— start Items —

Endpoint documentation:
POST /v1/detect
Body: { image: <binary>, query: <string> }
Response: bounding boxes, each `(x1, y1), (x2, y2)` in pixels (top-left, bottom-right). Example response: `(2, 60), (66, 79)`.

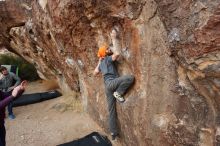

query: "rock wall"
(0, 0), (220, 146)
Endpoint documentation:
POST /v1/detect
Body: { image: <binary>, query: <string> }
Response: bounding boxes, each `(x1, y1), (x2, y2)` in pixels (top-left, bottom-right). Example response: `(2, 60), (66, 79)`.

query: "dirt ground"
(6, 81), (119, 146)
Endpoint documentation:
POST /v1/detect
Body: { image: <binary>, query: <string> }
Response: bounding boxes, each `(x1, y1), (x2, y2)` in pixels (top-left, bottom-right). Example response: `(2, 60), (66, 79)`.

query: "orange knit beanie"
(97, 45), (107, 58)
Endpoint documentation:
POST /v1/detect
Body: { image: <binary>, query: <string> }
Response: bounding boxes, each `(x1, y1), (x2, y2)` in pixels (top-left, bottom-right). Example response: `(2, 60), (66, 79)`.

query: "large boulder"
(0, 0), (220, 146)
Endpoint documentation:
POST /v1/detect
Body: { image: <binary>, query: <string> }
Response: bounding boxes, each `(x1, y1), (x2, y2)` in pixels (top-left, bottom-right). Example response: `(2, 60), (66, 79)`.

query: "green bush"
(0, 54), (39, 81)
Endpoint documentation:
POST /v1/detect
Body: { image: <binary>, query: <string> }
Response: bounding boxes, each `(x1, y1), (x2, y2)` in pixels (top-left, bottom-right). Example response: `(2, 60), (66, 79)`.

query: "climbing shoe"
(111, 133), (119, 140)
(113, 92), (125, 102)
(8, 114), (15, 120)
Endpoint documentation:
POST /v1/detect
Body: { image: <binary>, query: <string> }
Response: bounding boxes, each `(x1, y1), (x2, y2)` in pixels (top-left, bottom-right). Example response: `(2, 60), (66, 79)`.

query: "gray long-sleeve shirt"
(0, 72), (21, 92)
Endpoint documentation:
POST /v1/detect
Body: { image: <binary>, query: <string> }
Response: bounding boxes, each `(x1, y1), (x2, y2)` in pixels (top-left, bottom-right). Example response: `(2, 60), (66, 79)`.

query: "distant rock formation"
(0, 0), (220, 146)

— end Items —
— start Items —

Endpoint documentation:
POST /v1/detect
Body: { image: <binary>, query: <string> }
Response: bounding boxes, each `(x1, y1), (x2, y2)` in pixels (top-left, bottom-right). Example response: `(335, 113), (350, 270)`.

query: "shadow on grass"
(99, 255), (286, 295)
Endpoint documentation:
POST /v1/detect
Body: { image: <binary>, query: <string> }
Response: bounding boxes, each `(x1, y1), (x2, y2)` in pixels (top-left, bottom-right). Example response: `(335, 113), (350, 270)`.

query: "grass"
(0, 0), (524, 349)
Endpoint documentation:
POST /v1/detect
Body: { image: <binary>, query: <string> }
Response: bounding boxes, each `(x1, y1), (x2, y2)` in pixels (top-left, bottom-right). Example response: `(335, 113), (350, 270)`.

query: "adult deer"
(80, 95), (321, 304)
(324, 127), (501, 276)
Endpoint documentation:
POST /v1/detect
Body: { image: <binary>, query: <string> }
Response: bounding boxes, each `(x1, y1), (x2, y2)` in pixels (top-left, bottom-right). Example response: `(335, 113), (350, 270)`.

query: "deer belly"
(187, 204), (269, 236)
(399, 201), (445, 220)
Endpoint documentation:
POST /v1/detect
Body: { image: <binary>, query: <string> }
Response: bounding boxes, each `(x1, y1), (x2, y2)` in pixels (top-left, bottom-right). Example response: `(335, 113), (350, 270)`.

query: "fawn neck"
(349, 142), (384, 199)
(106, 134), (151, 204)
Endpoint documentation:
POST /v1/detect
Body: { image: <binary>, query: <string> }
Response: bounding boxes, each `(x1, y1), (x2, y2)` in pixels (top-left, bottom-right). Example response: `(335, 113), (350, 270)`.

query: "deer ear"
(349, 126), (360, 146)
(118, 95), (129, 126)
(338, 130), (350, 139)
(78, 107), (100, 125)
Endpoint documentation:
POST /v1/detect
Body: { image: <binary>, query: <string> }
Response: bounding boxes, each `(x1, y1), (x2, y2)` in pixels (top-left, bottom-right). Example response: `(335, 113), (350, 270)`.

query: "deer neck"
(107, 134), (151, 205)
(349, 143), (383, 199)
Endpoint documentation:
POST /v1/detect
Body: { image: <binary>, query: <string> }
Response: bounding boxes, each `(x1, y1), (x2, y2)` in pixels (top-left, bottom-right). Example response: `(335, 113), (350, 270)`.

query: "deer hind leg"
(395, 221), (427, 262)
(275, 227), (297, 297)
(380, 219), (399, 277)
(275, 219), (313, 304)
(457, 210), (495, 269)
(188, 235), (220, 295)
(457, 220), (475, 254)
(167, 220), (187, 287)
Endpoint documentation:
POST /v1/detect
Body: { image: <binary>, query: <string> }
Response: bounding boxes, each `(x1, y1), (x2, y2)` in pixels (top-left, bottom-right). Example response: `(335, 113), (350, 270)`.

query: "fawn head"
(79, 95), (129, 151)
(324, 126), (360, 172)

— end Items —
— start Items —

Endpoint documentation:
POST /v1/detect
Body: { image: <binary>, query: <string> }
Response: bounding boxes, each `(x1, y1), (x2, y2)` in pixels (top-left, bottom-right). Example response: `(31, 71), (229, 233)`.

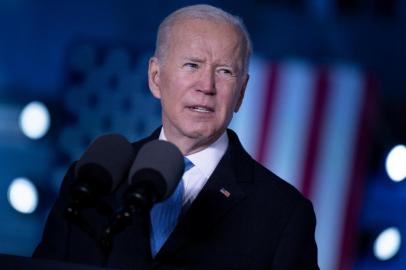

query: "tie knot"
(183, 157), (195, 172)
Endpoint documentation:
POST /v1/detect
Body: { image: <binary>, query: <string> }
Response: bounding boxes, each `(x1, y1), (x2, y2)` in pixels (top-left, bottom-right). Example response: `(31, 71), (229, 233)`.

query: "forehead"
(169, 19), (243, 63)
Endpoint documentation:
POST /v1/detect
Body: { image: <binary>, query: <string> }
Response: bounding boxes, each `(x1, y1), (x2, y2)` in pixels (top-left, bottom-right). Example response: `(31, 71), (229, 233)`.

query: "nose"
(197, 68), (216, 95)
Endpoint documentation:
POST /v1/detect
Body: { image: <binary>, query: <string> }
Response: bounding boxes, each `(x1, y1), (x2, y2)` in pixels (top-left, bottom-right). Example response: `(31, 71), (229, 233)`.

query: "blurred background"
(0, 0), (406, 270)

— end Items —

Task directions: Report how many lines in the entries above contain the word "rock", treating case as significant. Give only the number.

Solution for this task: 2